++++ Supplied text ++++

(This article was originally published in Time Out Magazine - Annual Guide to Penang, 2014)
The Welsh poet William Henry Davies began his 1911 poem ‘Leisure’ with a poignant couplet:
“What is this life if, full of care,
We have no time to stand and stare.”
So if you ever find yourself on the trails of the Penang National Park, don’t forget to look up and take a moment to stand and stare, if only for a few moments. Majestic trees – Chengal, Meranti Seraya, Merpauh – have stood here since before the industrial revolution, seen two world wars and the decline of the British empire. It would be a pity if you did not pause to admire these quiet giants watching over their ancient kingdom as you navigate the trails in this beautiful tropical rainforest. Here, trees are only fully mature when they are a half-century old or more, and their lifespans may extend to hundreds of years.
Occupying a total area of about 25 square kilometres, the Penang National Park is the smallest national park in the world. But within its boundaries, protected as a forest reserve under the 1980 National Parks Act and gazetted as a national park in 2003, this area is home to a remarkably colourful spectrum of tropical plants and animals.

++++

◆ Written task 1: Put the part of the records that starts with the line containing "Detect yellow awning." and ends with the line containing "[232, 394, 250, 409]" into a Markdown table with the columns "No." and "Line", one row per line, leaving out blank lines.
The article and the records have nothing to do with each other.

++++ Records supplied ++++

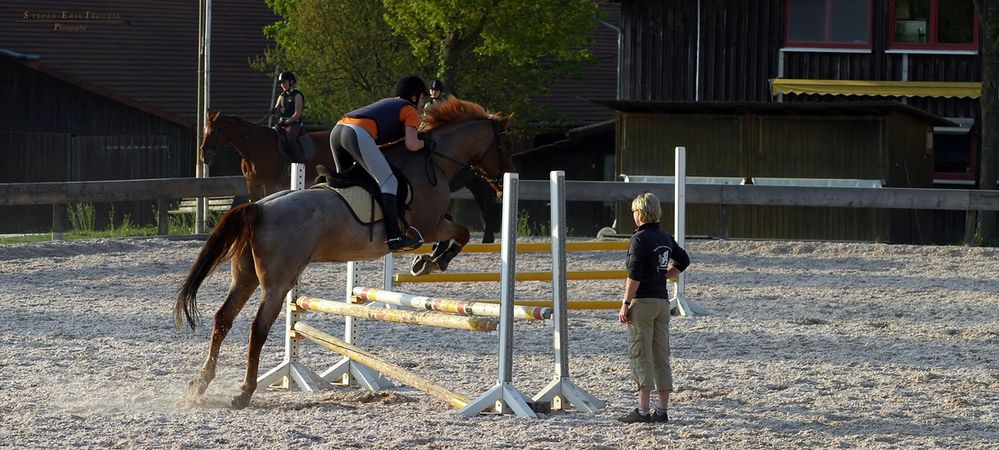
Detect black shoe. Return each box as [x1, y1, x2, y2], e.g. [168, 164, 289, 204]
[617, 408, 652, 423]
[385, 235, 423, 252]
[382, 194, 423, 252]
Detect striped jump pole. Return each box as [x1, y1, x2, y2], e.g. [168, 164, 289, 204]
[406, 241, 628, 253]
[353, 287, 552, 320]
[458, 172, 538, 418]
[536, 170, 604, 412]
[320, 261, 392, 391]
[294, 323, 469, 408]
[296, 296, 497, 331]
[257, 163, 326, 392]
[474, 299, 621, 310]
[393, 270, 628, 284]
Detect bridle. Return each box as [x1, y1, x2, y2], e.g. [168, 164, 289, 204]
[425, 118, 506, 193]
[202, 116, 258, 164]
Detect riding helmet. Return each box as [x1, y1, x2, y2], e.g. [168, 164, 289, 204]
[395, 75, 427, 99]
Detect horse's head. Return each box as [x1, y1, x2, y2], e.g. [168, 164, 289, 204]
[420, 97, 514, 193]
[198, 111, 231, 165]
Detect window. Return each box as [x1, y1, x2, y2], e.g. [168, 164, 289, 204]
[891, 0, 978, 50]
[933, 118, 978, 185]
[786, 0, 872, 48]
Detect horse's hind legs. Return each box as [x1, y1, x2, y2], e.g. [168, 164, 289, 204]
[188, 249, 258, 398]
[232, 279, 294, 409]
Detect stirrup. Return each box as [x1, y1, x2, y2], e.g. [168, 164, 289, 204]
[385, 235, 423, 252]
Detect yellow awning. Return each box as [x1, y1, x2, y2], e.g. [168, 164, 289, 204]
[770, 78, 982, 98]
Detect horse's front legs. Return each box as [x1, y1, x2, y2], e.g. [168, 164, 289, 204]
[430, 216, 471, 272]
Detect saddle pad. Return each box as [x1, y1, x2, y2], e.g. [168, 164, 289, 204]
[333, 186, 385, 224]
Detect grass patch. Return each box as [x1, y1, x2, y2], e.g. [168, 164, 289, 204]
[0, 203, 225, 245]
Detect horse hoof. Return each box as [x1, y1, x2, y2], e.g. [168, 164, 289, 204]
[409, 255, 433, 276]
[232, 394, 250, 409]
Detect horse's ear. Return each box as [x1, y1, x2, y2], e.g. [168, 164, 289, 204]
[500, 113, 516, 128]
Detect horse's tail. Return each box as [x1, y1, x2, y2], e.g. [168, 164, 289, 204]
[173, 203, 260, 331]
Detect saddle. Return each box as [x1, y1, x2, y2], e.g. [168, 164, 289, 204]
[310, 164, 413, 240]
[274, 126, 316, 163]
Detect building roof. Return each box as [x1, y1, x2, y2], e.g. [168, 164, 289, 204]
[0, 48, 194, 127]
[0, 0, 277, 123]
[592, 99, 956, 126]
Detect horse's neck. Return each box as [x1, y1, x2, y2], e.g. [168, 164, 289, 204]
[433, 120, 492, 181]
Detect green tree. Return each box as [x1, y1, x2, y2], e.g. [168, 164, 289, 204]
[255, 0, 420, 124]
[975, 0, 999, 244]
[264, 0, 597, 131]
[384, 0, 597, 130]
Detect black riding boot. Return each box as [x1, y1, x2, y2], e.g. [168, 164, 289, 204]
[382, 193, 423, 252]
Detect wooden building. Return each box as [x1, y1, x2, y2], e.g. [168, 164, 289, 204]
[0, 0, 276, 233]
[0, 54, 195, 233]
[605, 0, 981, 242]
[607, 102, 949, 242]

++++

◆ Written task 2: Copy word for word the part of the Penang National Park article that starts with the words "Occupying a total" and ends with the words "plants and animals.".

◆ Task result 1:
| No. | Line |
|---|---|
| 1 | Detect yellow awning. Return each box as [x1, y1, x2, y2], e.g. [168, 164, 289, 204] |
| 2 | [770, 78, 982, 98] |
| 3 | Detect horse's front legs. Return each box as [x1, y1, x2, y2], e.g. [168, 164, 289, 204] |
| 4 | [430, 216, 471, 272] |
| 5 | Detect saddle pad. Return each box as [x1, y1, x2, y2], e.g. [168, 164, 289, 204] |
| 6 | [333, 186, 385, 224] |
| 7 | Detect grass patch. Return each box as [x1, y1, x2, y2], e.g. [168, 164, 289, 204] |
| 8 | [0, 203, 225, 245] |
| 9 | Detect horse hoof. Return each box as [x1, y1, x2, y2], e.g. [168, 164, 289, 204] |
| 10 | [409, 255, 433, 276] |
| 11 | [232, 394, 250, 409] |

◆ Task result 2:
Occupying a total area of about 25 square kilometres, the Penang National Park is the smallest national park in the world. But within its boundaries, protected as a forest reserve under the 1980 National Parks Act and gazetted as a national park in 2003, this area is home to a remarkably colourful spectrum of tropical plants and animals.